* **СТАТЬЯ**

++++++++

В романе Владимира Маканина «Андеграунд, или Герой нашего времени»[153] эпиграф взят из авторского предисловия к роману Лермонтова; и названием, и эпиграфом – подчеркнуто дважды, чтобы уж никто мимо глаз не пропустил. А в самом начале читаем: «Кто бы из русских читал Хайдеггера, если бы не перевод Бибихина»[154]. «Я – писатель-интеллектуал» (герой о себе) определенно соседствует с самоопределением «я – графоман». После филолога Левы и поэтессы Анны Андриановны русская литература опять на рандеву сама с собой. (Замечу, что все авторы родились около 1937 года.) Автор-повествователь ничего не сочиняет (кроме внутреннего монолога длиной во всю протяженность романа), но его пишущая машинка прикована к раскладушке – с этим имуществом он и переходит из квартиры в квартиру бесконечного дома, который он именует Общагой, – Общага с заворачивающимися за углы зловещими коридорами и само подполье, «андеграунд», составляют мегаметафору романа, пропущенную через крушение ценностей русской словесности, гуманизма, – тут уже не маску Пушкина разбивают: вместо насаждавшейся ею любви и сочувствия к маленькому человеку торжествует преступление, двойное и дважды безнаказанное убийство. «Мы – подсознание России. Нас тут прописали. При любом здесь раскладе (при подлом или даже самом светлом) нас будут гнать пинками, и мы будем тыкаться из двери в дверь и восторгаться длиной коридора ‹…› в надежде, что нам отыщется комнатка в бесконечном коридоре гигантской российской общаги»[155].
Метафору разрушения гуманистических ценностей русской литературы сам автор, писатель Маканин, уже от своего лица дал в эссе-докладе на Франкфуртской книжной ярмарке, позже напечатанном в журнале «Новый мир»[156]. Начиная с благополучно-усадебного мира в литературе, если выстроить последовательный ряд, идет процесс понижения и лишения собственности, материальной и духовной, процесс «раздевания» героя, и ряд ее героев замыкает Иван Денисович, идеально обобранный, – у которого нет ничего, кроме ложки.

++++++++

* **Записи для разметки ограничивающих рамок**
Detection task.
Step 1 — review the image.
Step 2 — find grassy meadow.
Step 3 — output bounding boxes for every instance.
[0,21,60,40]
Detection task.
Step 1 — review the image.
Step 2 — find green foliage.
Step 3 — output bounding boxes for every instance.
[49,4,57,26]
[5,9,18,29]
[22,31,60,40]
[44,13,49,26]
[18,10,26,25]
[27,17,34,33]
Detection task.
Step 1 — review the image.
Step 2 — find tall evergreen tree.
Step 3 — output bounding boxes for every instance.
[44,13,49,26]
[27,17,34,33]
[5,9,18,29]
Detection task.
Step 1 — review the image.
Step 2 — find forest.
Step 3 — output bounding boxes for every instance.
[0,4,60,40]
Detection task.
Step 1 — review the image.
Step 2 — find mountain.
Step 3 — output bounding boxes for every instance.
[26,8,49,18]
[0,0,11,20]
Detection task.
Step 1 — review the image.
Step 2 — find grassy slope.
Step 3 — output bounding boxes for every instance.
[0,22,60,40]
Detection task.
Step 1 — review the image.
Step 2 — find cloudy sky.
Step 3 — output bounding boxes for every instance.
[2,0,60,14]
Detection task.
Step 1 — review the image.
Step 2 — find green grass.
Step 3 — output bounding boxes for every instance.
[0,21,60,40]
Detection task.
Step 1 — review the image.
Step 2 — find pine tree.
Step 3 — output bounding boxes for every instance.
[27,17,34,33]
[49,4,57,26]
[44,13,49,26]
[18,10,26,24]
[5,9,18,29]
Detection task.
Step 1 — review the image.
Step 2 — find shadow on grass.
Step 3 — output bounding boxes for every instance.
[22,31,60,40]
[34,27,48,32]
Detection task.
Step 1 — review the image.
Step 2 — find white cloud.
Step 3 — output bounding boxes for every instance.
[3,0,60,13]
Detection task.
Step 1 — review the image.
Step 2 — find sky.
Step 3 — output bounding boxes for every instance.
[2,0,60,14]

++++++++

Где, согласно статье, Маканин выступил с эссе-докладом о разрушении гуманистических ценностей русской литературы?

На Франкфуртской книжной ярмарке.